本文:
----

アーク・ブラッド A.D.5000のアダム

今回は榊一郎先生の『アーク・ブラッド A.D.5000のアダム』の感想です。
主人公・峰部明久は妹と高校から帰る途中、事故に巻き込まれ重傷を負ってしまう。現代医学ではどうしようもなく医学が進歩するまでコールドスリープされることになり、目が覚めるとそこは三千年後の未来だった。三千年後の世界では地球外生命体の侵攻により人類は滅亡の危機に晒されていたが、侵略体に対抗すべく少女たちが操る防衛兵器「強化外装機官」に旧人類である明久が共に乗り込むことで侵略体を打倒する力を得られるという。遥か未来で目覚め、侵略体と戦うことになった明久の運命は?
といった内容で、設定だけ見ればライトなSFですね。実際、侵略体の遺伝子汚染を克服するために度重なる遺伝子操作を行った結果人類は様々な独自の進化を辿ったり、その過程で遺伝子上の差異から人類同士での争いが起こり幾つもの文明が滅んだりとバックボーンとなる設定はかなり作りこまれていますが、あとがきで作者が仰っていたり編集さんが意図するように基本はハーレムもののようです。遺伝子操作やなんやが原因で男女比が1:8だったりしますし、強化外装機管は搭乗者の遺伝子を読み取って構成されるため、操作を繰り返し先細った現人類の遺伝子よりも旧人類である明久の有用な遺伝子を後世に出来るだけ多く残したいといった思惑があったりと、今のところSF的設定はこのハーレム展開を正当化するための下地といった感じですかね。ただ、しっかりと設定が固められている上、流石はベテラン作家というべき安定感抜群の読みやすさから、多くのハーレム物に感じるような食傷感は殆ど感じませんでした。あとがきにある「ハーレムだけどコメディじゃない」というのも大きいのかもしれませんね。

----

課題内容: 上の『アーク・ブラッド A.D.5000のアダム』の感想文を、最後の文の次から書き進めてください。

----

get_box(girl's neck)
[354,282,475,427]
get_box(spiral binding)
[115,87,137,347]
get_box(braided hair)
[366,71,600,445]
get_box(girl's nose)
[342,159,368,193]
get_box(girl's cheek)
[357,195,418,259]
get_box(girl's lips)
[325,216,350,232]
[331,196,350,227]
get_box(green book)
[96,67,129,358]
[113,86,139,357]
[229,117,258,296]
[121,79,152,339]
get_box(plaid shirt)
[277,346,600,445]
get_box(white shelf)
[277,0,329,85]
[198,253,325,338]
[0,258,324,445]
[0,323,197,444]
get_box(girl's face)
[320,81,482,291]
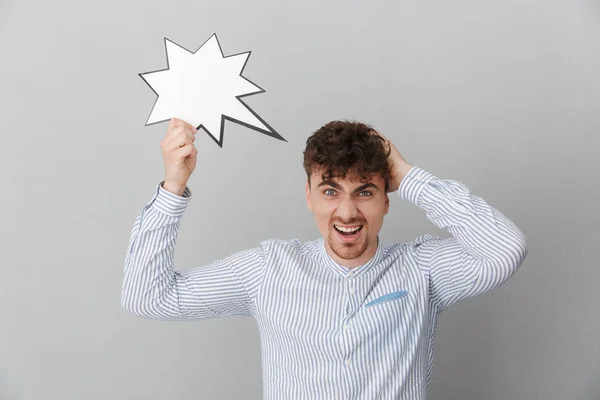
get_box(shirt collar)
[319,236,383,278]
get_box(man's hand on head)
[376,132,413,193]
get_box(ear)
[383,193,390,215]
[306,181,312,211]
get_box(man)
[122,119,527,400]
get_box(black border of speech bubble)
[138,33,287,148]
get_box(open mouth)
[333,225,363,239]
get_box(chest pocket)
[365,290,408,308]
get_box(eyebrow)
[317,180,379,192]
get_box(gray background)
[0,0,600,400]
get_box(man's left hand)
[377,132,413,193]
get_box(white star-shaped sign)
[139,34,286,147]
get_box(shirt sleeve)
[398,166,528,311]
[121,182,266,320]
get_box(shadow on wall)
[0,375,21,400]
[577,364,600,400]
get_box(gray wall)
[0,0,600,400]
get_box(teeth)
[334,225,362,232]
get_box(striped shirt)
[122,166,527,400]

----

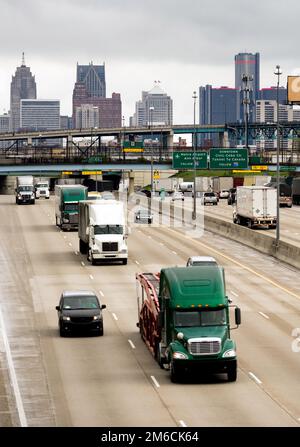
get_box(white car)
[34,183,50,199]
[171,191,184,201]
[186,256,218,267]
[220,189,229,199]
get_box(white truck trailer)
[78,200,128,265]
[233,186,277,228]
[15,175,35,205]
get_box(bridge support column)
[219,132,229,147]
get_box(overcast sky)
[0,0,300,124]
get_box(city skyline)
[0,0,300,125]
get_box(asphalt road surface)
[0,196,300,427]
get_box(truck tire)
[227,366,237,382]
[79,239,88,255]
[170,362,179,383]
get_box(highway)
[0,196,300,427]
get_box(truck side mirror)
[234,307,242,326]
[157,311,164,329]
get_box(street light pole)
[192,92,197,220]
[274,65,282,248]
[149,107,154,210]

----

記述解答:
設定自体はかなり深刻で絶望的な世界観だったりしますが、その点にあまり焦点が当たっていないのもハーレムがメインとしてとらえられる理由ですかね。まぁ現状ではまだまだプロローグ、今後ヒロインたちと子作りだ!という完全なハーレム主体になるのか、侵略体との戦闘や人類の存亡云々を絡めてシリアスさを押し出していくのかは分かりませんが、どちらにしても先が気になるのは間違いありませんので、出来るだけ早めに続きを出していただきたいですね。ほぼ出番が無く放置されている妹の今後の扱いも気になるところですし。
いやぁそれにしても久しぶりに榊先生の作品を読みました。『君の居た昨日、僕の見る明日』以来だから何年ぶりだ?文章の読みやすさは相変わらずピカイチで、他の作品にも触れてみようかと思いましたね。今からポリフォニカシリーズを追いかけるのも大変そうだしチャイカあたりがいいんでしょうか。